How many lines of the material below contain the word "negative"? Reply with the number alone.

• **Stored items**:
--- START ---

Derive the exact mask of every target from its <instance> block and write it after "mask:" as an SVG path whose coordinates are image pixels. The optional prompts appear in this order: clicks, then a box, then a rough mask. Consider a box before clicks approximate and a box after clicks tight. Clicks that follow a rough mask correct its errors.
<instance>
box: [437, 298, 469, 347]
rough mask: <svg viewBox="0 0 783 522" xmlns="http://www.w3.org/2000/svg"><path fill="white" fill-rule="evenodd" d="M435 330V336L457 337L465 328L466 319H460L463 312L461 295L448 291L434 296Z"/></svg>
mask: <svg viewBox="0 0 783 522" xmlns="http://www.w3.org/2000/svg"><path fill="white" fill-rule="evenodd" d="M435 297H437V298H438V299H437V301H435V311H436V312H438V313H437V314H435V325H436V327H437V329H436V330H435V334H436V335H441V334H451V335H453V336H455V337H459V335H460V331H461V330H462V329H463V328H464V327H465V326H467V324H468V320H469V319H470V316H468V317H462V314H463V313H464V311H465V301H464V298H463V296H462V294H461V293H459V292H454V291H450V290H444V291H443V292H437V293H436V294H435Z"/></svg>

--- END ---
--- START ---

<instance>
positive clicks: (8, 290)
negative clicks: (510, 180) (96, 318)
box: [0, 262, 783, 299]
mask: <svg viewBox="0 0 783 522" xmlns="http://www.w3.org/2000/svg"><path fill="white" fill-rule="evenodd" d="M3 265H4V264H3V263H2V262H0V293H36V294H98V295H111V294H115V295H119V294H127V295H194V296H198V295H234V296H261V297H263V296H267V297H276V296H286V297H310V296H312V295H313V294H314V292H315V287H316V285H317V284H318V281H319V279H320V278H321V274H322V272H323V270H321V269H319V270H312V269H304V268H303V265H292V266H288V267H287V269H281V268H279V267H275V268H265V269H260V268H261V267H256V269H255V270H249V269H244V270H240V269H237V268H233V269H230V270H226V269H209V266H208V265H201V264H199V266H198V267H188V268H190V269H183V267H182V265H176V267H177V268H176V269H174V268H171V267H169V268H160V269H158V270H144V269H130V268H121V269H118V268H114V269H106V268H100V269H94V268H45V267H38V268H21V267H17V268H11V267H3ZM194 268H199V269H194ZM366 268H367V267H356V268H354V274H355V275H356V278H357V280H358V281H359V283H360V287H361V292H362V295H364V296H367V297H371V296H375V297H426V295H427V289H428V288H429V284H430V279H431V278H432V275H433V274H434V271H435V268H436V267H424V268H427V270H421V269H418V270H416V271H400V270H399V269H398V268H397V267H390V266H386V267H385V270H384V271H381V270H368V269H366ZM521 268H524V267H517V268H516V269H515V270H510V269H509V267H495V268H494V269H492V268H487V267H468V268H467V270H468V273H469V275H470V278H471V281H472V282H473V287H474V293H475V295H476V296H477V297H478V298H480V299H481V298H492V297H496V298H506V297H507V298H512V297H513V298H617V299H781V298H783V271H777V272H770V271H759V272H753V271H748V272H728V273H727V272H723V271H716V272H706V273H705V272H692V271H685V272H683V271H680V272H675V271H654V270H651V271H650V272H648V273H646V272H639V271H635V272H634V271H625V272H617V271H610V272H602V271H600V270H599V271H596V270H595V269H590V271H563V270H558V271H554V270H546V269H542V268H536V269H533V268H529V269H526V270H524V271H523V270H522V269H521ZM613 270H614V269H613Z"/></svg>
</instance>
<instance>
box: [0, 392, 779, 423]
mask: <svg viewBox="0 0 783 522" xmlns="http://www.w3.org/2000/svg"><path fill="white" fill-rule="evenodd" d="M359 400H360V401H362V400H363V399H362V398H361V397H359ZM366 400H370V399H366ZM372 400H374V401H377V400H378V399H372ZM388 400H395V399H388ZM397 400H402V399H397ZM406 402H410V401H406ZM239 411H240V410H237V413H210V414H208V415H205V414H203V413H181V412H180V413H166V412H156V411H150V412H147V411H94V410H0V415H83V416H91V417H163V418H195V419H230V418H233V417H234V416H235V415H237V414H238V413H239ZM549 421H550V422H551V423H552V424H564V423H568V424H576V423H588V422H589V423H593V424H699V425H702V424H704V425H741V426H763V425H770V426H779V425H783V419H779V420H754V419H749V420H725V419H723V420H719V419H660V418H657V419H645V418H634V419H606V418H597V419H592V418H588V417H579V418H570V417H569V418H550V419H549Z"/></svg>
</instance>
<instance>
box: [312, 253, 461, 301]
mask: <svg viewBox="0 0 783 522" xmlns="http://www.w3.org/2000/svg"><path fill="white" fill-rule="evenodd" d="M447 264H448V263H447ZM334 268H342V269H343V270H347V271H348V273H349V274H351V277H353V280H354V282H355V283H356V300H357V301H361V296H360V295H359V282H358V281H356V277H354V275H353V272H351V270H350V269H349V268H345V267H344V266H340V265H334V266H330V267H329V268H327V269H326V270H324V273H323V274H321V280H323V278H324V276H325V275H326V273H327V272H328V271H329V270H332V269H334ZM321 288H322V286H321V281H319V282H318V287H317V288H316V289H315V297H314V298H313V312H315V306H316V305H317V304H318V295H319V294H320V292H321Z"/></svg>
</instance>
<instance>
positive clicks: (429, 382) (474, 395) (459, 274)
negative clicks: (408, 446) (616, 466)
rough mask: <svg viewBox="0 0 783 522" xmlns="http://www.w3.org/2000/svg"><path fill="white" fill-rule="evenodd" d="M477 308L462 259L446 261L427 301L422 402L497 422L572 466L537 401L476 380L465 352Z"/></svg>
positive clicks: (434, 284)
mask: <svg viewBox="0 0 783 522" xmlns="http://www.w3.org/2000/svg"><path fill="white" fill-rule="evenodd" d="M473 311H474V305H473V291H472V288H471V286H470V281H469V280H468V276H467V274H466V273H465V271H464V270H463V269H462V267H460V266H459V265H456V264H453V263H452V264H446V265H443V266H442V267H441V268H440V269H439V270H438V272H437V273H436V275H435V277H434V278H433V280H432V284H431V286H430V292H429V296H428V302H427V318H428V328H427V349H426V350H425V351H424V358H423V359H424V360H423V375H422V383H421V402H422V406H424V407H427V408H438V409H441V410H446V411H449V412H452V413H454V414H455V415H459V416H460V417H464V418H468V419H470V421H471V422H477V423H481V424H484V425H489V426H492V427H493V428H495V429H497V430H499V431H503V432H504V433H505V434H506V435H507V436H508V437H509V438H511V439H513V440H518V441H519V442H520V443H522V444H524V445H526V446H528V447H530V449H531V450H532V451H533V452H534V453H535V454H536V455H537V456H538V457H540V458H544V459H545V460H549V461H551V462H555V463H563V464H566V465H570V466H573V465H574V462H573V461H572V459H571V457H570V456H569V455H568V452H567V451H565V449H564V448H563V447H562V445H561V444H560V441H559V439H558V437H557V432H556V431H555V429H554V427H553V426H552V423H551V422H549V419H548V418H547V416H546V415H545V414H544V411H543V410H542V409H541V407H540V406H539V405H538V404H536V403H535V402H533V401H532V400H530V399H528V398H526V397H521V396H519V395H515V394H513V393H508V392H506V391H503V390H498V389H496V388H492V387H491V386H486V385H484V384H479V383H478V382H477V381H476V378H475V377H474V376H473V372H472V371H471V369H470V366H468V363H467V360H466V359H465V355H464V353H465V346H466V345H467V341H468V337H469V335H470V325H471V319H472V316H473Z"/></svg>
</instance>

--- END ---
--- START ---

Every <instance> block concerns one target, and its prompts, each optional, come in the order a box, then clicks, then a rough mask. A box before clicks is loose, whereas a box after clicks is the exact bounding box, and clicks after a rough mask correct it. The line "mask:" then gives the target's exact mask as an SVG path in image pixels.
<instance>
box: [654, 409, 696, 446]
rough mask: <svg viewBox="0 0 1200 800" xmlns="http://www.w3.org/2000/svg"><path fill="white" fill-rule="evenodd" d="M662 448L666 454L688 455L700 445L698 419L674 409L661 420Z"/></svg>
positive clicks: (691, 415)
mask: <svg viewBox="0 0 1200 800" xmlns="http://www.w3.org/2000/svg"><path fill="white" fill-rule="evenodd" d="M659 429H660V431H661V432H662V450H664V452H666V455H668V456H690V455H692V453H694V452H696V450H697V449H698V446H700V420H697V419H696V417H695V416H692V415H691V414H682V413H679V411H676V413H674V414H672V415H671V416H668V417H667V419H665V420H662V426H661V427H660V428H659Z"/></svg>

--- END ---

• **Solution to the exercise**: 2